▶ _PAGE EXTRACT_
Tuesday, February 17, 2015

Nuts & Bolts #18 - Quattro con Carnage - Cypher System/Numenera RPG (a look at gaming across systems)

This blog references the Quattro con Carnage experiment being run by +James Walls and specifically the seventh and eighth sessions featuring the Numenera/Cypher System RPG segment, and my prior blog posts discussing my thoughts on Basic Fantasy RPGDungeon Crawl Classics, and Savage Worlds.


After six sessions and three game systems Quattro con Carnage enters the Cypher System. Compared to the three systems before, in which I had a total of one session's worth of prior experience with Savage Worlds only, I know the Cypher System well having had played it for the past year and a half.

Coming into the system was an easier transition than in prior weeks, I was able to create the Cypher version of Lommán myself with minimal effort. Lommán Senan is a Honorable Jack who Works Miracles. We were using Numenera types for this game and I felt that the jack presented the best cross between fighting capability and mystic like powers/abilities that would make for the closest approximation of a cleric from the prior systems. For his healing abilities it made the most sense to Work Miracles, and after six weeks of play Honorable was clearly the best fit for Lommán's descriptor given his approach to handling his companions and the people they had encountered.

▶ _TO DO_
Continue the blog post about the Quattro con Carnage Cypher System sessions from its final sentence. The records have no connection to the text.

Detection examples
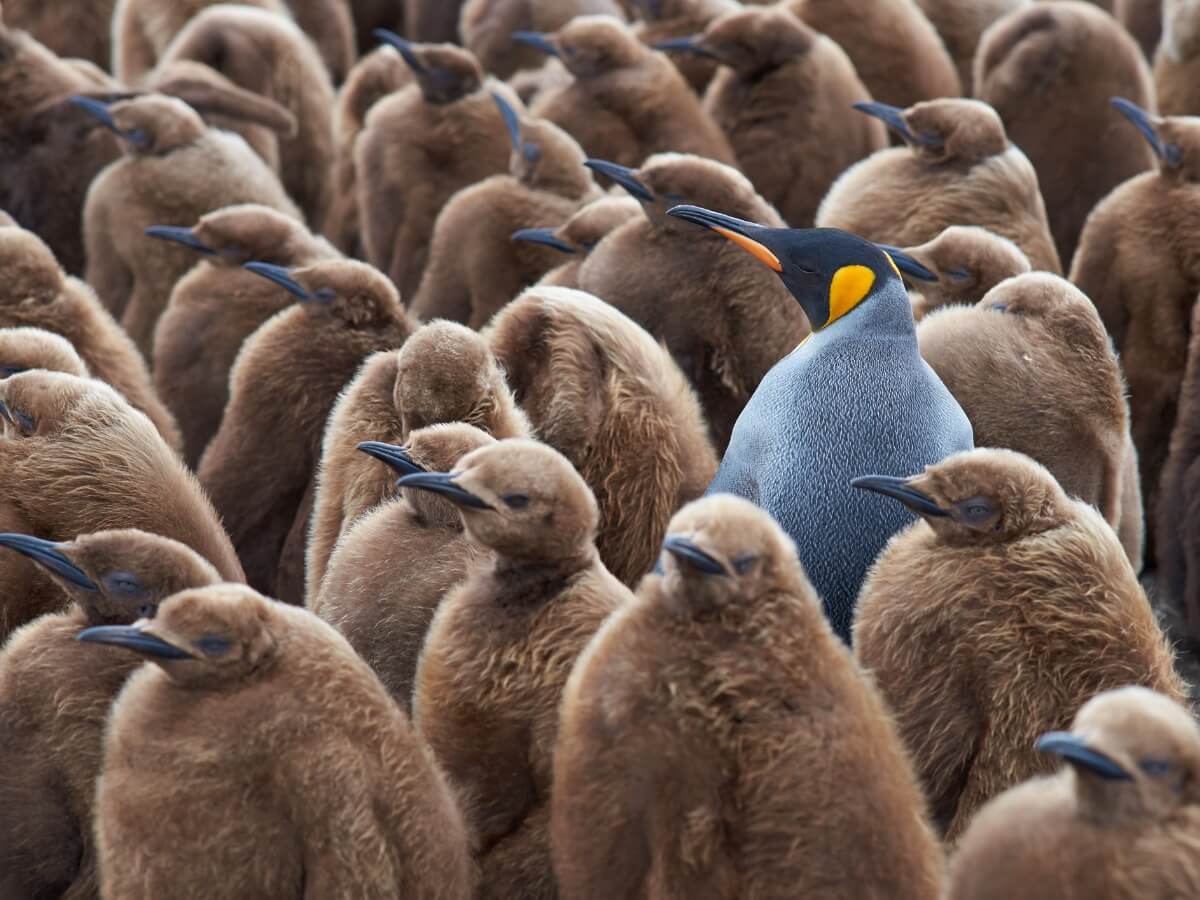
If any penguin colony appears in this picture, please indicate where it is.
[7,0,1200,900]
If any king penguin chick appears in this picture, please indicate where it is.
[967,0,1154,266]
[308,422,496,712]
[485,288,716,586]
[1070,98,1200,564]
[306,322,533,598]
[668,206,973,641]
[904,226,1032,322]
[409,94,601,329]
[146,203,338,467]
[197,259,414,604]
[0,227,182,450]
[90,584,472,900]
[816,98,1062,274]
[551,496,942,900]
[0,529,221,899]
[408,440,634,900]
[917,272,1141,566]
[78,94,300,356]
[354,31,518,298]
[0,371,244,641]
[854,450,1186,841]
[515,16,734,166]
[578,154,809,453]
[659,7,888,228]
[946,688,1200,900]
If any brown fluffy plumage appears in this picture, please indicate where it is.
[552,497,942,900]
[413,440,632,900]
[0,529,221,900]
[816,98,1062,272]
[854,450,1184,841]
[96,584,472,900]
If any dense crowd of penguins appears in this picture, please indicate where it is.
[0,0,1200,900]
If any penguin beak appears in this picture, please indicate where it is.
[0,534,100,590]
[358,440,426,476]
[512,228,575,253]
[1034,731,1133,781]
[396,472,492,509]
[875,244,937,281]
[145,226,216,256]
[850,475,950,518]
[583,160,655,203]
[667,206,784,272]
[76,625,196,659]
[371,28,428,74]
[662,534,730,575]
[853,103,946,146]
[1110,97,1182,167]
[512,31,558,56]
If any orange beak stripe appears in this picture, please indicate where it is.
[713,227,784,272]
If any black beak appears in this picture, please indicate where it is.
[242,263,313,302]
[853,103,944,146]
[512,31,558,56]
[145,226,216,256]
[512,228,575,253]
[0,533,100,590]
[583,160,655,203]
[662,534,730,575]
[850,475,950,518]
[396,472,491,509]
[371,28,427,74]
[358,440,426,476]
[76,625,194,659]
[1034,731,1133,781]
[875,244,937,281]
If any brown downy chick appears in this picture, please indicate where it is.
[91,584,472,900]
[0,529,221,898]
[568,154,809,453]
[409,94,602,329]
[917,272,1141,563]
[306,322,532,598]
[161,4,334,230]
[148,204,338,467]
[77,94,300,355]
[322,44,413,259]
[816,98,1062,274]
[516,16,736,166]
[512,194,642,288]
[485,288,716,586]
[971,0,1154,266]
[552,496,942,900]
[854,450,1186,841]
[308,422,496,712]
[1070,100,1200,564]
[659,7,888,228]
[0,228,182,450]
[784,0,960,107]
[197,259,414,604]
[904,226,1031,322]
[354,32,515,298]
[946,688,1200,900]
[458,0,625,78]
[408,440,634,900]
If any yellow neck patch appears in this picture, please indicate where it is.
[822,266,890,328]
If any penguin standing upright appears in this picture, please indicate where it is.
[670,206,973,641]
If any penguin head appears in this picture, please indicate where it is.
[668,206,930,331]
[1037,686,1200,824]
[851,449,1072,546]
[396,438,600,564]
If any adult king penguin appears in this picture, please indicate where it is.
[670,206,973,642]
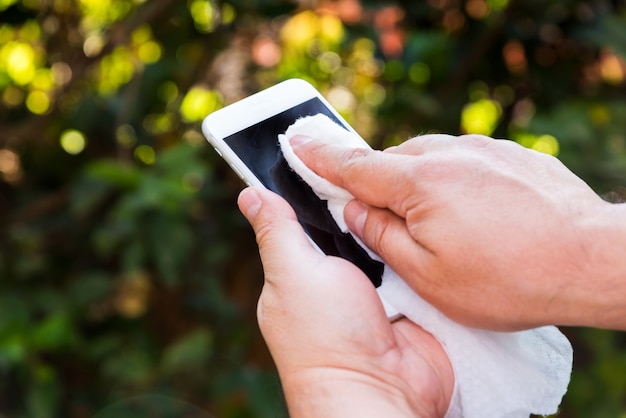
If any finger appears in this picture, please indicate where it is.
[238,187,322,282]
[292,138,421,216]
[385,134,458,155]
[344,200,433,289]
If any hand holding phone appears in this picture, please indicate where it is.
[202,79,397,318]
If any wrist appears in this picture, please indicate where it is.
[564,201,626,330]
[281,368,448,418]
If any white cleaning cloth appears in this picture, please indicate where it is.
[279,115,572,418]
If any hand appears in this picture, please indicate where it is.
[239,188,454,418]
[293,135,626,330]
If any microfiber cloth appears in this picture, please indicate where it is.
[278,114,573,418]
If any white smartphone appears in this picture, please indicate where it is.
[202,79,398,319]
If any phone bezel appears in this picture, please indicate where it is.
[202,78,369,187]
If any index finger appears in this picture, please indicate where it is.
[291,137,420,217]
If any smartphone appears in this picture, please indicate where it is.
[202,79,398,319]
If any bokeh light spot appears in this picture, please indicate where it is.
[0,41,36,86]
[461,99,502,135]
[513,133,560,156]
[60,129,87,155]
[180,87,222,122]
[135,145,156,165]
[26,91,50,115]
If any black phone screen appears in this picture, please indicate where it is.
[224,98,384,287]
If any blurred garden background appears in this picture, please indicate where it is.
[0,0,626,418]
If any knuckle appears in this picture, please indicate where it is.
[459,134,493,148]
[364,212,392,259]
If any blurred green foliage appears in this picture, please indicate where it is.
[0,0,626,418]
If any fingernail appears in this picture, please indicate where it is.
[237,187,262,222]
[344,200,367,237]
[289,135,313,147]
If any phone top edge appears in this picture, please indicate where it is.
[202,78,325,138]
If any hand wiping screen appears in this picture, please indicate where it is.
[279,115,572,418]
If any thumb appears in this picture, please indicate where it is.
[344,200,432,290]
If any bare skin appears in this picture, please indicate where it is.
[292,135,626,330]
[239,188,454,418]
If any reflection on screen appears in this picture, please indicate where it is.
[225,98,383,287]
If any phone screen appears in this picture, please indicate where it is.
[224,98,384,287]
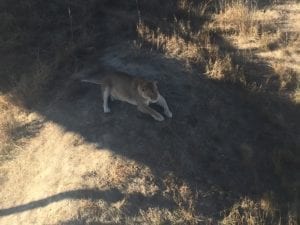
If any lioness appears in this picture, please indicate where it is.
[81,72,172,121]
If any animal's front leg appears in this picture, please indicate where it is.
[156,95,173,118]
[103,87,110,113]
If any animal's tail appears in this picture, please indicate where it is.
[81,79,103,84]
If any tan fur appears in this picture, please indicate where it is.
[82,72,172,121]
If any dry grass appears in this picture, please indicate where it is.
[137,23,201,62]
[220,195,297,225]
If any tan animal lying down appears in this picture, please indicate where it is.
[81,72,172,121]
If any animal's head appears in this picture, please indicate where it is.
[138,80,159,102]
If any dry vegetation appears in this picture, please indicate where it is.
[0,0,300,225]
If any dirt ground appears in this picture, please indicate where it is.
[0,0,300,225]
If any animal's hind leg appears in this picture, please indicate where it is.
[156,95,172,118]
[103,87,110,113]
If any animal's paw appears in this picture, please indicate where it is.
[165,110,173,118]
[103,108,110,113]
[154,114,165,122]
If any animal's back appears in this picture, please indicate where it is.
[103,72,139,105]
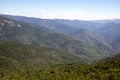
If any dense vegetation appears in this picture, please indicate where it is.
[0,41,120,80]
[27,57,120,80]
[0,15,120,80]
[0,16,113,62]
[0,41,84,80]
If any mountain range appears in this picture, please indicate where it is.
[0,14,120,80]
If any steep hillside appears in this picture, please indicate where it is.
[0,41,86,80]
[0,17,112,62]
[96,20,120,52]
[0,41,120,80]
[31,53,120,80]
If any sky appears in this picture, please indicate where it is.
[0,0,120,20]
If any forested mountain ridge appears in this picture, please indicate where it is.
[0,15,120,80]
[0,17,113,62]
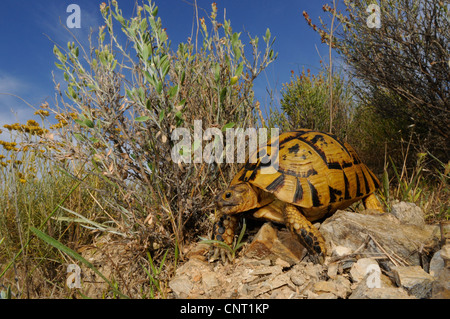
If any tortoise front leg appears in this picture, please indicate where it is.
[213,215,239,246]
[283,204,326,264]
[209,215,239,262]
[363,193,384,213]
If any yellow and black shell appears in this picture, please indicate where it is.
[231,129,380,220]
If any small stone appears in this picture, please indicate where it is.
[169,275,193,299]
[350,258,381,288]
[391,202,425,226]
[440,244,450,268]
[392,266,435,299]
[332,246,352,257]
[202,272,219,292]
[327,263,339,279]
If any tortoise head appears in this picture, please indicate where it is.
[215,183,259,215]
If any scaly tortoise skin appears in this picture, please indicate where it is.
[213,129,383,263]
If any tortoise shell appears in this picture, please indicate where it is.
[230,129,380,220]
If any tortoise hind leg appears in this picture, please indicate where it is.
[363,193,384,213]
[283,204,326,264]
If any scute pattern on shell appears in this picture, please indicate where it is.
[231,129,379,214]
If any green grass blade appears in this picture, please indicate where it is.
[30,227,129,299]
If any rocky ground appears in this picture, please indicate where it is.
[169,202,450,299]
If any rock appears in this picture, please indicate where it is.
[331,246,352,257]
[169,275,193,299]
[348,282,414,299]
[320,211,439,265]
[391,202,425,226]
[350,258,381,288]
[327,262,339,279]
[430,250,445,277]
[431,268,450,299]
[392,266,435,299]
[245,223,306,265]
[314,276,351,298]
[440,244,450,268]
[202,272,220,291]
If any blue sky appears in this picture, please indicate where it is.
[0,0,338,139]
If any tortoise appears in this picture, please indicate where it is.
[213,129,383,263]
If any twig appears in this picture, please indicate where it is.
[369,234,409,266]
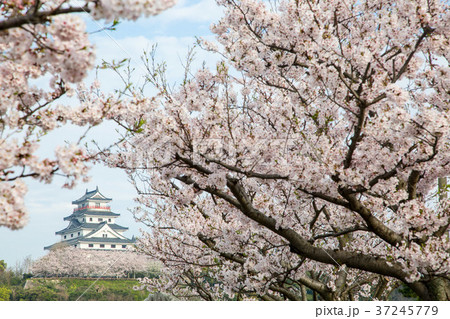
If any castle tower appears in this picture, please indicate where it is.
[44,187,135,250]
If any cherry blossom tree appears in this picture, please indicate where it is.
[0,0,175,229]
[31,247,159,277]
[103,0,450,300]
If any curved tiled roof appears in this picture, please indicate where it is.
[55,219,128,235]
[64,209,120,220]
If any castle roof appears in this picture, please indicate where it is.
[64,209,120,220]
[55,219,128,235]
[44,187,135,249]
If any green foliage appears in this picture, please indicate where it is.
[0,287,11,301]
[0,259,6,272]
[19,286,65,301]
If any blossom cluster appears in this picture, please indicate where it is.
[31,247,159,277]
[0,0,175,229]
[104,0,450,300]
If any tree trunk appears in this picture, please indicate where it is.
[427,277,450,301]
[408,277,450,301]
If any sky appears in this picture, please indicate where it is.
[0,0,221,268]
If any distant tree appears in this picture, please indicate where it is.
[0,287,11,301]
[0,0,175,229]
[105,0,450,300]
[31,247,157,277]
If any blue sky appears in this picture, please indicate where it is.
[0,0,221,267]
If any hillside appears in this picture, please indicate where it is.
[10,278,148,301]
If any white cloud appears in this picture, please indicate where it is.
[159,0,222,23]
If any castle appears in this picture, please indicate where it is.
[44,187,135,250]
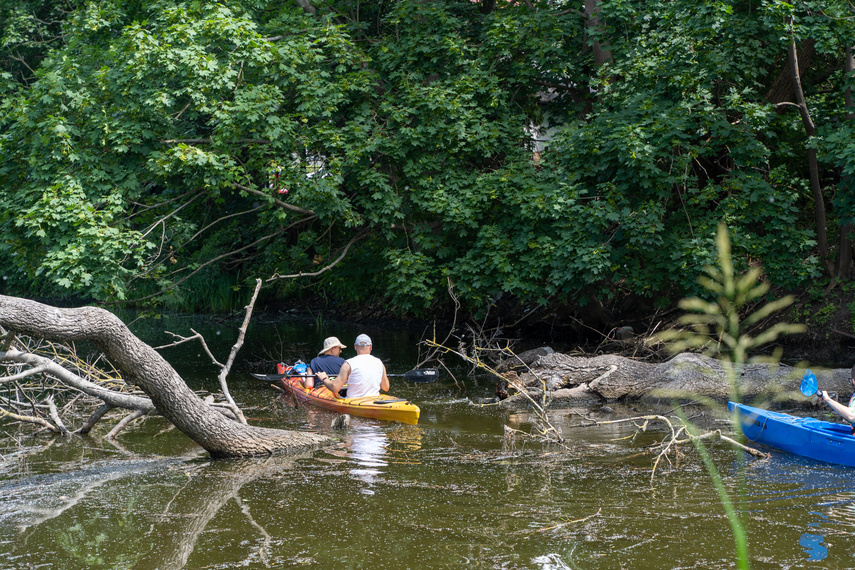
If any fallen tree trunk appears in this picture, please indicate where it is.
[0,295,332,458]
[505,351,852,405]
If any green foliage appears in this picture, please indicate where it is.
[0,0,853,312]
[659,224,806,568]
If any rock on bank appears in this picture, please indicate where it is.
[503,349,852,406]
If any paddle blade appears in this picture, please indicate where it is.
[799,368,819,398]
[387,368,439,383]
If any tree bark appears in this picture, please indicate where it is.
[766,38,816,104]
[585,0,612,67]
[0,295,331,458]
[837,46,855,280]
[788,30,834,277]
[504,353,852,406]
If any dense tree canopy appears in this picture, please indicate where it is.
[0,0,855,320]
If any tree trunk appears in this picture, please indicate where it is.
[504,352,852,407]
[837,46,855,280]
[766,38,816,103]
[585,0,612,67]
[788,31,834,277]
[0,295,331,458]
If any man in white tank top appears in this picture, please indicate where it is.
[324,334,389,398]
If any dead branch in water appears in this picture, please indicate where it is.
[574,412,769,485]
[424,340,564,444]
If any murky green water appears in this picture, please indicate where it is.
[0,312,855,569]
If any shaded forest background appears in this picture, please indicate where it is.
[0,0,855,350]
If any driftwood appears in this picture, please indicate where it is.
[502,349,852,407]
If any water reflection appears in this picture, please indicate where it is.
[347,425,388,495]
[799,532,828,562]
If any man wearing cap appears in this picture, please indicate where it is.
[303,336,347,389]
[324,334,389,398]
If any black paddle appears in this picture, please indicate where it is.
[251,368,439,384]
[386,368,439,384]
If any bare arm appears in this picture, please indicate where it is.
[324,361,350,398]
[822,390,855,423]
[380,364,390,392]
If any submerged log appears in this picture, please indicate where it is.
[503,352,852,405]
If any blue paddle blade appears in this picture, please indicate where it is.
[799,368,818,398]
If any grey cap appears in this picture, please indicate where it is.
[353,334,371,346]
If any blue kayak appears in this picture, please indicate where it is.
[727,402,855,467]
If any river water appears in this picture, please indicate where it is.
[0,312,855,570]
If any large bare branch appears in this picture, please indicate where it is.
[233,183,317,216]
[0,295,330,458]
[267,226,369,283]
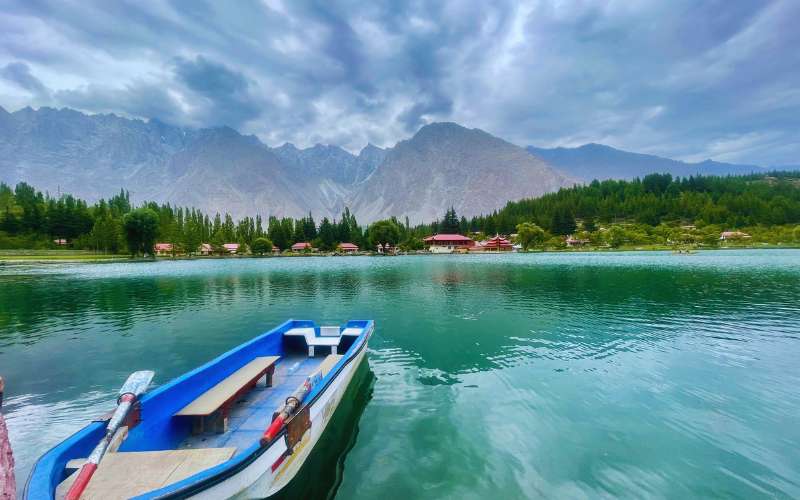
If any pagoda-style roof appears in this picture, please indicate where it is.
[423,234,472,243]
[483,235,513,248]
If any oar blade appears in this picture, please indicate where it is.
[119,370,156,398]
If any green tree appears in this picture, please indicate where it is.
[550,206,577,235]
[517,222,547,250]
[89,215,120,253]
[439,207,461,234]
[251,238,272,255]
[369,220,400,250]
[123,208,158,255]
[317,217,336,251]
[606,226,627,248]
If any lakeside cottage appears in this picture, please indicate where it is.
[566,235,590,247]
[292,241,311,252]
[154,243,173,255]
[719,231,752,241]
[482,234,514,252]
[338,243,358,253]
[423,234,475,253]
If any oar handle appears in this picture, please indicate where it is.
[261,415,286,444]
[64,462,97,500]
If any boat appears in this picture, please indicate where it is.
[23,320,375,500]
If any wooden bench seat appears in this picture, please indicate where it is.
[175,356,280,433]
[284,327,341,358]
[55,448,236,500]
[319,354,342,377]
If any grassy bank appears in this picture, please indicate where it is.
[0,250,129,264]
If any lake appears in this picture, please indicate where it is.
[0,250,800,499]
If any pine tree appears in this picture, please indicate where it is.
[439,207,460,234]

▶ _EXERCISE RESPONSE_
Picking up where the prior session had left off we found the party treading water in a hole deep below the Ever After. Which is where the Jack's Flex Skill ability showed itself useful. Numenera has what I'd call an open skill system, with skills being a broad or as narrow as the player and GM are willing to agree upon. I decided that Lommán would be trained in "spelunking" for that moment, allowing him to help the group in getting out the current situation. Of course that didn't go as planned, as the Elfin queen who had sent us to this cavern showed up to thank us, and then betray us.

So instead of trying to get out, we were thrown into a pitched battle in a not entirely shallow pool of water with some ghostly elves. Stuck with a weapon turned to glass Lomman focused primarily on support, but was able, with some effort and an increased difficulty, to fling a few ranged "smites" around. Cypher system encourages players to use abilities in not-so-obvious ways and also allows players and GMs to stretch abilities beyond their given use by increasing the difficulty of the attempt. So a normally melee only ability like Bash (standing in as a Smite power) could be flung into a ranged attack with a little Effort and an increase in difficulty.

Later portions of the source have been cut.